CONSIGNES ET EXIGENCES → Quelles lignes des entrées contiennent la chaîne « gargoyle », en respectant la casse ? Relevez-les toutes.

■ ■ ■ ■ ■ ■ ■

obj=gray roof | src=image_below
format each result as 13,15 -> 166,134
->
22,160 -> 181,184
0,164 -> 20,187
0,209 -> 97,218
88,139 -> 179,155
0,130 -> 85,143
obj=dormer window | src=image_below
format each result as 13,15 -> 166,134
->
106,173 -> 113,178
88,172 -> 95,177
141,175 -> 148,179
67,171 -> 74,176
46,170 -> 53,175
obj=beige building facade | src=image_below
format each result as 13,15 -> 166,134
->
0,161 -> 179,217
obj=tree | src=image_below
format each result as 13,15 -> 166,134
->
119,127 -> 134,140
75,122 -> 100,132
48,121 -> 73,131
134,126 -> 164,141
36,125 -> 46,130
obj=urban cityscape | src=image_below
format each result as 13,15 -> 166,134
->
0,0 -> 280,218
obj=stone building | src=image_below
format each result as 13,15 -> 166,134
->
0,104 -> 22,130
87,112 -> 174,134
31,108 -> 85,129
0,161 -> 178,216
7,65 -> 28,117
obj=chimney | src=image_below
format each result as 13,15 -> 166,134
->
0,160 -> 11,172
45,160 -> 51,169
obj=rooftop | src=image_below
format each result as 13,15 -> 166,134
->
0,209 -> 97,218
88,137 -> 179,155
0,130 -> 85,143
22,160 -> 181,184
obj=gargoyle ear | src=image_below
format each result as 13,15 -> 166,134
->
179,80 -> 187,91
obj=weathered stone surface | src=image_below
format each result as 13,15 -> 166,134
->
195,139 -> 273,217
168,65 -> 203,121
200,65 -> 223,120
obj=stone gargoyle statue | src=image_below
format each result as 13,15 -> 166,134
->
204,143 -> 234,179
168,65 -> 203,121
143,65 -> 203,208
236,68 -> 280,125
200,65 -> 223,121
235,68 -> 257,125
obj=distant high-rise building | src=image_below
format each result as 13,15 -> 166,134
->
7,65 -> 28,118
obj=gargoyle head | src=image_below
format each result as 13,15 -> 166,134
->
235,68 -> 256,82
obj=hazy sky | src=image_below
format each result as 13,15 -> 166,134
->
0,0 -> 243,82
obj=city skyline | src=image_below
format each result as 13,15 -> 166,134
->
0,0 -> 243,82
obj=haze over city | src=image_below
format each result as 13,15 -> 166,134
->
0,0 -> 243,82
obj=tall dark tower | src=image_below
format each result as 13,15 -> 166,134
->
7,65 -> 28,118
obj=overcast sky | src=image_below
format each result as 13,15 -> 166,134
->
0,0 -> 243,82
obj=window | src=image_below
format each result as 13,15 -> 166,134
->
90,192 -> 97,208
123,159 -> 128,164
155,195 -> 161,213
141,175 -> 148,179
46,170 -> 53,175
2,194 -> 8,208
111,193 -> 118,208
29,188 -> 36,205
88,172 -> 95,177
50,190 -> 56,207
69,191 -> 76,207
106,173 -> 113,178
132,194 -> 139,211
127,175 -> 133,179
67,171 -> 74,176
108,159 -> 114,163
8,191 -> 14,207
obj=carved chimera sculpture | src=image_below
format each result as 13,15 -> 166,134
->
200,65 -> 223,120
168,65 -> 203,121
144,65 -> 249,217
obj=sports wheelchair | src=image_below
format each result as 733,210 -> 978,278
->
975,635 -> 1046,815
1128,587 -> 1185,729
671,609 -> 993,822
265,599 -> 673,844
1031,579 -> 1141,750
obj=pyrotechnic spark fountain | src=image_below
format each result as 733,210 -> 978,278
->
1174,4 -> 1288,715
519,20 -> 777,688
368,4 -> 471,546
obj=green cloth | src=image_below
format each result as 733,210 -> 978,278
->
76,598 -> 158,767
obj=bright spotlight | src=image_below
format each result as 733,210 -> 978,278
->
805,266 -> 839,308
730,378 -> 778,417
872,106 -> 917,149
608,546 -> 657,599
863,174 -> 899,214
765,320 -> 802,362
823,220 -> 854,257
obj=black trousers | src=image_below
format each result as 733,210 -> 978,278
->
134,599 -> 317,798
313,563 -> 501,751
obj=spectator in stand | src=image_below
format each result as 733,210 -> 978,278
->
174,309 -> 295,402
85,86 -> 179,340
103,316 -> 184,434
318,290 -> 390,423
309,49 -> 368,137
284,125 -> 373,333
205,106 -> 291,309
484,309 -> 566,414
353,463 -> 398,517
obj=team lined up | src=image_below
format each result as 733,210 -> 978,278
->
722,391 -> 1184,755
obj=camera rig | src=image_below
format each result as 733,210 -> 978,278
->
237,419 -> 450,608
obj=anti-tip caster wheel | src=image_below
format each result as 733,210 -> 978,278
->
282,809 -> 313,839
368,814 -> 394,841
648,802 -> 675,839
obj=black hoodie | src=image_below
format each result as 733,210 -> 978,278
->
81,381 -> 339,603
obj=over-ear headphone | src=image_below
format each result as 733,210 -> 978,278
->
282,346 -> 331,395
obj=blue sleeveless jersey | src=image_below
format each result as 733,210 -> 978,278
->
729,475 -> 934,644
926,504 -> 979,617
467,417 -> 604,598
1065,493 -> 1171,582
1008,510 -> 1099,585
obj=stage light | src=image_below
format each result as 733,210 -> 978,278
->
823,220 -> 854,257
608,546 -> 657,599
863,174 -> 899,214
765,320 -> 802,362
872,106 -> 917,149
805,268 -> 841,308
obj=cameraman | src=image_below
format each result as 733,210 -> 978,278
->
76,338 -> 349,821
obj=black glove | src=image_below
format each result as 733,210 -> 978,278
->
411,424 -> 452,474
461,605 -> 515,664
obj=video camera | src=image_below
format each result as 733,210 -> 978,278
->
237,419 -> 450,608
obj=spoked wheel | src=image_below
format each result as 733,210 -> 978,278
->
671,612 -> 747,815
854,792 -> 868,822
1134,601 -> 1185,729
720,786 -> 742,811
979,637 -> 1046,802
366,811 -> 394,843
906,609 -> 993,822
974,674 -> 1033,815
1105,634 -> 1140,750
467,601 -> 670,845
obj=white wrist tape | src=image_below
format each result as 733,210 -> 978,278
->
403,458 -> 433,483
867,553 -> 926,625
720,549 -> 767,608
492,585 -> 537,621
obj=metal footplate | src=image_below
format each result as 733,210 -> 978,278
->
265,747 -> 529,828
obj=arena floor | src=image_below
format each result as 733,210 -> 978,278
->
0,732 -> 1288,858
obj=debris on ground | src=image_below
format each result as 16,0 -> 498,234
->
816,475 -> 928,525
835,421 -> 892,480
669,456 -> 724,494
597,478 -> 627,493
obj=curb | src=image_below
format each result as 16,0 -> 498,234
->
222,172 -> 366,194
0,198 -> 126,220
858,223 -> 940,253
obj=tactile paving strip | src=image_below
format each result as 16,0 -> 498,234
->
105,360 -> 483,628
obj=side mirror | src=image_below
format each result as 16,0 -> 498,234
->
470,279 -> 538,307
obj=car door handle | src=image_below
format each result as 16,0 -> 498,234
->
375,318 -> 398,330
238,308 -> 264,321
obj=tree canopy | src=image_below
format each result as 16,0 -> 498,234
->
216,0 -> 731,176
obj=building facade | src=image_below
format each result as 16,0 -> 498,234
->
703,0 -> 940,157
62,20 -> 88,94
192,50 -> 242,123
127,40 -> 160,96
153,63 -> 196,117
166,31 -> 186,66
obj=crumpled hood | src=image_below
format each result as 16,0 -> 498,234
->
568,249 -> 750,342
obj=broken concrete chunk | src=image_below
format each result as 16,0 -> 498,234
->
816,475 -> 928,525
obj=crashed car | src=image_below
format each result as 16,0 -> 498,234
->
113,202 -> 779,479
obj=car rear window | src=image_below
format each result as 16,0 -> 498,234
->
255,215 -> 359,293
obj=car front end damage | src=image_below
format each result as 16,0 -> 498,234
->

■ ■ ■ ■ ■ ■ ■

RÉPONSE COMPLÈTE →
obj=gargoyle ear | src=image_below
obj=stone gargoyle statue | src=image_below
obj=gargoyle head | src=image_below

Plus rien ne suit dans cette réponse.